● Data to process:

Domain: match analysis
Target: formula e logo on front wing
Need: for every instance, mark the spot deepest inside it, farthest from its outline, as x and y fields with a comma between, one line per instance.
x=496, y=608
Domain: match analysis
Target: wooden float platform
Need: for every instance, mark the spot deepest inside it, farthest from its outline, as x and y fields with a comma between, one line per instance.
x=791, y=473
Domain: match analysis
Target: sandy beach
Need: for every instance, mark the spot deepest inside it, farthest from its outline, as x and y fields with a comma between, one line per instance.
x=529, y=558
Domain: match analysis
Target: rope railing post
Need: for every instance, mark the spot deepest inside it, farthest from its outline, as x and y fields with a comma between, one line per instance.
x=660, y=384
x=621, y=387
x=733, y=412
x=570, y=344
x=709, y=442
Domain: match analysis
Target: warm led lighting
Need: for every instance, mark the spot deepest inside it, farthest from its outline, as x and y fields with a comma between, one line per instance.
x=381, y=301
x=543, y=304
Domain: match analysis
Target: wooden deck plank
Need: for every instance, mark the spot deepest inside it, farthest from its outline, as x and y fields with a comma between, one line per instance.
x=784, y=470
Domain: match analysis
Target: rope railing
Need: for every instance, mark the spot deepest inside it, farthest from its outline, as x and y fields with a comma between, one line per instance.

● Do this: Give these lines as a JSON list of strings, one string per line and blank lines omitted.

● Task result:
[
  "Domain: match analysis",
  "Target: formula e logo on front wing",
  "Need: for every instance, mark the spot deepest inside it, farthest from its outline, as x and y fields with a comma between, one line per instance.",
  "x=496, y=608",
  "Domain: match analysis",
  "Target: wooden float platform",
  "Need: for every instance, mark the spot deepest inside it, farthest from its outline, as x and y fields with a comma between, one line per instance.",
  "x=791, y=473",
  "Domain: match analysis",
  "Target: sandy beach",
  "Need: for every instance, mark the spot deepest inside it, farthest from its outline, as x and y fields with a comma between, one line per instance.",
  "x=529, y=558",
  "Domain: match analysis",
  "Target: rope railing post",
  "Need: for every instance, mark the spot deepest inside it, farthest from its outline, as x and y fields with a comma between, one line per instance.",
  "x=660, y=384",
  "x=621, y=387",
  "x=733, y=412",
  "x=570, y=344",
  "x=709, y=442",
  "Domain: match analysis",
  "Target: warm led lighting",
  "Need: for every instance, mark the spot deepest inside it, farthest from its outline, as x and y fields with a comma between, one line per instance.",
  "x=381, y=301",
  "x=543, y=304",
  "Domain: match analysis",
  "Target: wooden deck plank",
  "Need: for every instance, mark the spot deepest inside it, farthest from its outline, as x and y fields with a comma between, one line per instance.",
  "x=784, y=470",
  "Domain: match analysis",
  "Target: rope railing",
  "Need: for every instance, mark the spot deepest inside it, farthest from its outline, as x and y fields with a comma between, one line per instance."
]